**Exercise description**
Continue the passage below on processing and checking geophysical survey data, starting after its last sentence.

--- start Document extract ---

2. High-density electrical resistivity method data processing

The original data from the high-density electrical resistivity method is imported into the RES2DINV software (v4.8.10, Zurich, Switzerland). The “Eliminate Spurious Measurement Points” function is then used. In this function, the apparent resistivity data is displayed in the form of contours for each measurement layer, allowing for rectification of notably erroneous resistivity values by using a mouse. The RES2DINV software utilizes a smooth-constrained Gauss–Newton least-squares inversion technique to invert underground apparent resistivity structures into a two-dimensional model based on resistivity survey data. This software is widely used for constructing structural profile models of moderately complex geological areas where insufficient one-dimensional resistivity detection information is available.

3. Ground-penetrating radar method data processing

The radar-detected data is recorded as pulse reflection waveforms and displayed as a waveform or grayscale to depict the vertical profiles obtained by the ground-penetrating radar. The interpretation of ground-penetrating-radar-detected data consists of two main parts: data processing and image interpretation.

Data processing involves eliminating random noise, suppressing interference, and improving the background. This includes applying automatic time-variable gain or controlled gain to compensate for medium absorption and suppress noise, filtering to remove high frequencies, highlighting target features, and reducing background noise and ringing effects.

Data processing is carried out using EKKO Project software (V6 R2.1 build 8238, Canada) provided with the instrument. The steps are as follows: (1) subtract the DC shift, (2) move the start time, (3) calculate the gain/energy decay, (4) subtract the average, (5) use a Butterworth bandpass, and (6) calculate the running average.

3.1.6. Data Quality Assessment

1. Transient electromagnetic method data quality assessment

To ensure the data quality of this comparative experiment, the quality inspection was designed to cover no less than 3% of the actual completed task volume. Additionally, the inspection accuracy was designed not to exceed 10%. After the calculations, it was determined that the accuracy requirements for this measurement work were met. The statistical calculation of the actual inspection accuracy was performed according to the following formula:

$$m\prime =\pm \sqrt{\frac{1}{2n}{\displaystyle \sum _{i=1}^n{\left(\frac{{\mathrm{V}}_i-\mathrm{V}{i}^{\prime }}{\overline{{\mathrm{V}}_i}}\right)}^2}}\times 100$$

where $\overline{{\mathrm{V}}_i}==\left({\mathrm{V}}_i+\mathrm{V}{\prime }_i\right)/2$ represents the mean square relative error (%) of the quality inspection line, i represents the number of measurement points (i = 1, 2… n), ${\mathrm{V}}_i$ represents the original observation value of the ith measurement point, $\mathrm{V}{\prime }_i$ represents the inspection observation value of the ith measurement point, and $\overline{{\mathrm{V}}_i}$ represents the average observation value of the original and inspection data for the ith measurement point.

2. High-density electrical resistivity method data quality assessment

The high-density electrical resistivity method utilizes AGI hardware equipment for data collection. The instrument comes with a “self-check” function, which allows for direct quality inspection of the collected data. If any data anomalies occur during the collection process, adjustments can be made and the data can be rechecked to ensure that the data quality meets the requirements.

--- end Document extract ---
--- start Records shown ---

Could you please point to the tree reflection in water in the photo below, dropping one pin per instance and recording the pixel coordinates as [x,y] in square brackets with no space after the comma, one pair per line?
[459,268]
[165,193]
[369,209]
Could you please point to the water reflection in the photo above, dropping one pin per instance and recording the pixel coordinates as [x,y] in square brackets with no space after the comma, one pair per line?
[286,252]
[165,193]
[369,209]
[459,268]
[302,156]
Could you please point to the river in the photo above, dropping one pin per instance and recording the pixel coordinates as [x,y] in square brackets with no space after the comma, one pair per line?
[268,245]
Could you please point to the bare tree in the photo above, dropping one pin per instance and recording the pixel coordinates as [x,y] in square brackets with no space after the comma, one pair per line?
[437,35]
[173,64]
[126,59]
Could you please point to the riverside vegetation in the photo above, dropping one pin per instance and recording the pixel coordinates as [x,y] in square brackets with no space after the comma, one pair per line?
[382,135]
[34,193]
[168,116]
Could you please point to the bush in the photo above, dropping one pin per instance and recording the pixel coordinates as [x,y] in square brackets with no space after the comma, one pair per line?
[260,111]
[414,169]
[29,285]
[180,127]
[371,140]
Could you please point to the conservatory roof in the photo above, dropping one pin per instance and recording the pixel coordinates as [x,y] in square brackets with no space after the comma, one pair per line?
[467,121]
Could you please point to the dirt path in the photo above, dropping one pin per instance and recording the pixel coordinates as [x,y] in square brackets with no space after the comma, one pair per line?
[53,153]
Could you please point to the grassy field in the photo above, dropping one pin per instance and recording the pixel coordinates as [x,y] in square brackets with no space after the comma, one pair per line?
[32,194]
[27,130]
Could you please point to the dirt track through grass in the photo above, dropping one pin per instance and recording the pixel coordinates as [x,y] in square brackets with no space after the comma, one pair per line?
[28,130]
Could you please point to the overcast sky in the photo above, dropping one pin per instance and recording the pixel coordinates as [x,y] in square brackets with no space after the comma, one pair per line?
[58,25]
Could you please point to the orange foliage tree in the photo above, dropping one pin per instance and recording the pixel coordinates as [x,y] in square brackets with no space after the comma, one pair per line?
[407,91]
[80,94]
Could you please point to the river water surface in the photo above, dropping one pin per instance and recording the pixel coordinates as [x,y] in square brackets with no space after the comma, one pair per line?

--- end Records shown ---

**Exercise output**
3.2. Borehole Layout

According to the systematic borehole layout method, borehole locations were arranged within the investigation area, with a density not less than 10 m × 10 m. A total of 136 borehole locations were set up (Figure 4). Environmentally friendly Geoprobe drilling equipment was used for core sampling, with a maximum drilling depth of 50 cm below the original soil layer at the bottom of the landfill. After drilling was completed, the boreholes were sealed to prevent pollution spread.

3.3. Mutual Verification of Geophysical and Drilling Detection Results

For suspected solid waste distribution identified by geophysical detection, Geoprobe drilling equipment was used to conduct drilling verification in the suspected solid waste landfill area. Based on the core profile, the presence of solid waste landfill in the suspected area discovered by geophysical exploration could be determined. If present, additional drilling locations were densified in this area to clarify the extent and depth of the solid waste landfill. For solid waste discovered by drilling equipment, additional drilling locations were densely arranged around the original drilling site to determine the extent of the solid waste landfill.

3.4. Earth Volumetric Studio (EVS)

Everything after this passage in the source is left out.